◆ Written exercise ◆
How many lines of the data below contain the string "orange"? Reply with the number alone.
··· Material ···
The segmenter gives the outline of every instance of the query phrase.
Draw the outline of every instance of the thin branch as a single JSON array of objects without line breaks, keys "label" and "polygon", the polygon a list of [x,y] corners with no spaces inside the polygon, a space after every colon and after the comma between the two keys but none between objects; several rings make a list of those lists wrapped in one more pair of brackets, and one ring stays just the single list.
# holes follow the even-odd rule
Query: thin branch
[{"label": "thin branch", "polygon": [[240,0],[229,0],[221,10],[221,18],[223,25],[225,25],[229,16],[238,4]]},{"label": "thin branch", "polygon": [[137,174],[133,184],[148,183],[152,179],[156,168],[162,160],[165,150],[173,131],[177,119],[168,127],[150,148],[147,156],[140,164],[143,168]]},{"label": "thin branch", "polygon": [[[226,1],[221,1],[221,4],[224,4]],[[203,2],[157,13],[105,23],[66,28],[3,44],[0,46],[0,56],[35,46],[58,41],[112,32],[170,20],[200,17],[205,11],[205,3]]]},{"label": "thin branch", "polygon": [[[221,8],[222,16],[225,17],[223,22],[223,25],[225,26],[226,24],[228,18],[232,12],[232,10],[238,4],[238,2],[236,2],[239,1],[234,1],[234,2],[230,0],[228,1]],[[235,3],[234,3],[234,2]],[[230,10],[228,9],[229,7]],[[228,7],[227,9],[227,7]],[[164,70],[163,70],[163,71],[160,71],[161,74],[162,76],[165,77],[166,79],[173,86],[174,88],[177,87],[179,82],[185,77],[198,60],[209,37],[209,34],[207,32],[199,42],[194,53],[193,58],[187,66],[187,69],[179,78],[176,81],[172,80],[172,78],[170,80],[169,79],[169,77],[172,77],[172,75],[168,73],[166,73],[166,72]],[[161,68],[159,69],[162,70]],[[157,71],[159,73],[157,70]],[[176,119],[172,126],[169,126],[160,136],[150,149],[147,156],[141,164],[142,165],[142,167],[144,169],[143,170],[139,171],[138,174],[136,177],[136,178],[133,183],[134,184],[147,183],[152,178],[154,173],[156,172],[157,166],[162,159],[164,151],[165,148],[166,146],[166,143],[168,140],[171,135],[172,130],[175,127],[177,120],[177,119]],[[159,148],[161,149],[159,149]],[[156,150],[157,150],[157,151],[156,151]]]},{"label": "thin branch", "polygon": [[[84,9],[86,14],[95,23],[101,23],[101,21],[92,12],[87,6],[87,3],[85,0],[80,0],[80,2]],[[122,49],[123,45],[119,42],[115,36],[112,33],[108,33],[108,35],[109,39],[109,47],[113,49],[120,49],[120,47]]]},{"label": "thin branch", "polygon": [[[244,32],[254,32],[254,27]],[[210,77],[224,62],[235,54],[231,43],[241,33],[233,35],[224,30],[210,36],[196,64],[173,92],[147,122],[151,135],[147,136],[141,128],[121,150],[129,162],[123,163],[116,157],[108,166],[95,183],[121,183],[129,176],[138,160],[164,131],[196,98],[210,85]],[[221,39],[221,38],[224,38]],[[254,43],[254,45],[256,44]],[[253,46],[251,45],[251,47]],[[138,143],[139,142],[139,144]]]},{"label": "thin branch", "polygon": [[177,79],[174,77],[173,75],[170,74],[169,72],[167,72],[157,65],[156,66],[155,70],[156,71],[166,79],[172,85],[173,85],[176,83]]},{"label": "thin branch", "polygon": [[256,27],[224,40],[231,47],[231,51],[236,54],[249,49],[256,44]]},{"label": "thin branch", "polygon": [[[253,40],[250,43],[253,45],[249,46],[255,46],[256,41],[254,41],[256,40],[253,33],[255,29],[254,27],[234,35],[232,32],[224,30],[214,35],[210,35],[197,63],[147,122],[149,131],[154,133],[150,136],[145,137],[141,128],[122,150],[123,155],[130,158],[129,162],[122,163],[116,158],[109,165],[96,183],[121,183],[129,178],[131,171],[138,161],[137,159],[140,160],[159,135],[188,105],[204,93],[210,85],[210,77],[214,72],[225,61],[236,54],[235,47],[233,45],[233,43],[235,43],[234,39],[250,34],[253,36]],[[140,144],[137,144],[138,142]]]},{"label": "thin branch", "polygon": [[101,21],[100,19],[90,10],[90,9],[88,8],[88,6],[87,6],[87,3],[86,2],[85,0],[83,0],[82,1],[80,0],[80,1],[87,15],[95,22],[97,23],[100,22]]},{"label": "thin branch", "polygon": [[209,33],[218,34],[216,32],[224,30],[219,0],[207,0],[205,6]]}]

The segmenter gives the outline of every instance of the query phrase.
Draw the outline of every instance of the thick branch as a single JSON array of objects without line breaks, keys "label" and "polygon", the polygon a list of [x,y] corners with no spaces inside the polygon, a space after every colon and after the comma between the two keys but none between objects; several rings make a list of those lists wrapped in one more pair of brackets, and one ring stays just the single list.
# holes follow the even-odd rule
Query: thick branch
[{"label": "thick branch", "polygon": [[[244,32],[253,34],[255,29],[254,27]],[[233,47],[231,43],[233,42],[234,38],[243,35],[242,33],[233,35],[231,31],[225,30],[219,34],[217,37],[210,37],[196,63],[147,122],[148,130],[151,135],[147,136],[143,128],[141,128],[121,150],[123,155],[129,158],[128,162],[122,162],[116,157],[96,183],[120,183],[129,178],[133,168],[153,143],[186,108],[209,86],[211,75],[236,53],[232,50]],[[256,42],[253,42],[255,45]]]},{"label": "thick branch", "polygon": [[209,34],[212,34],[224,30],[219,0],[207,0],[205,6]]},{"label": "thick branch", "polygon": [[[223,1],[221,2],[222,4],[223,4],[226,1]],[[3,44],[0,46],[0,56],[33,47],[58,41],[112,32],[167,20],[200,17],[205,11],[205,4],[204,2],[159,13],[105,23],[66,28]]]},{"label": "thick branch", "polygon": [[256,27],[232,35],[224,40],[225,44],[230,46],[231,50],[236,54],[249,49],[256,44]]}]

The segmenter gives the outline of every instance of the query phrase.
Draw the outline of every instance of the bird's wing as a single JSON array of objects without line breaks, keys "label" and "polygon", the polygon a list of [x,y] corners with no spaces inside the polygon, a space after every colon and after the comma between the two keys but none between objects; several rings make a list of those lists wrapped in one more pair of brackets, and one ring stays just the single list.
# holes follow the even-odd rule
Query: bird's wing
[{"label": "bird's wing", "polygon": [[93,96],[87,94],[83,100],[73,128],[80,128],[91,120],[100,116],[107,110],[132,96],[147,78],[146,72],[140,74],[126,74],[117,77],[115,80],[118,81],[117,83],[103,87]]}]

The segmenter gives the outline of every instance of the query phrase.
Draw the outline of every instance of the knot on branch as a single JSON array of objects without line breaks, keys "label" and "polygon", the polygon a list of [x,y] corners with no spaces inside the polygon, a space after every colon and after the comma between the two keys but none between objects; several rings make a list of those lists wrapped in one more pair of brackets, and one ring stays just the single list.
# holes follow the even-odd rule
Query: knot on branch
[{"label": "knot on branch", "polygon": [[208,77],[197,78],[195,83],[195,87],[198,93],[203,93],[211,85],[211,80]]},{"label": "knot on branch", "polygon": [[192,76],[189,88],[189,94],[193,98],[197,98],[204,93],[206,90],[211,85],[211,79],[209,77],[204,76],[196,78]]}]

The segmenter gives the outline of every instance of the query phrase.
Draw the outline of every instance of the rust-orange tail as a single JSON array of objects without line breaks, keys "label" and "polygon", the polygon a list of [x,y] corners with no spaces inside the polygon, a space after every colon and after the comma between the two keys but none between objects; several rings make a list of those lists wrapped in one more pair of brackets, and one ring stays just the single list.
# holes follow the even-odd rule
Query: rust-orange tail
···
◆ Exercise result ◆
2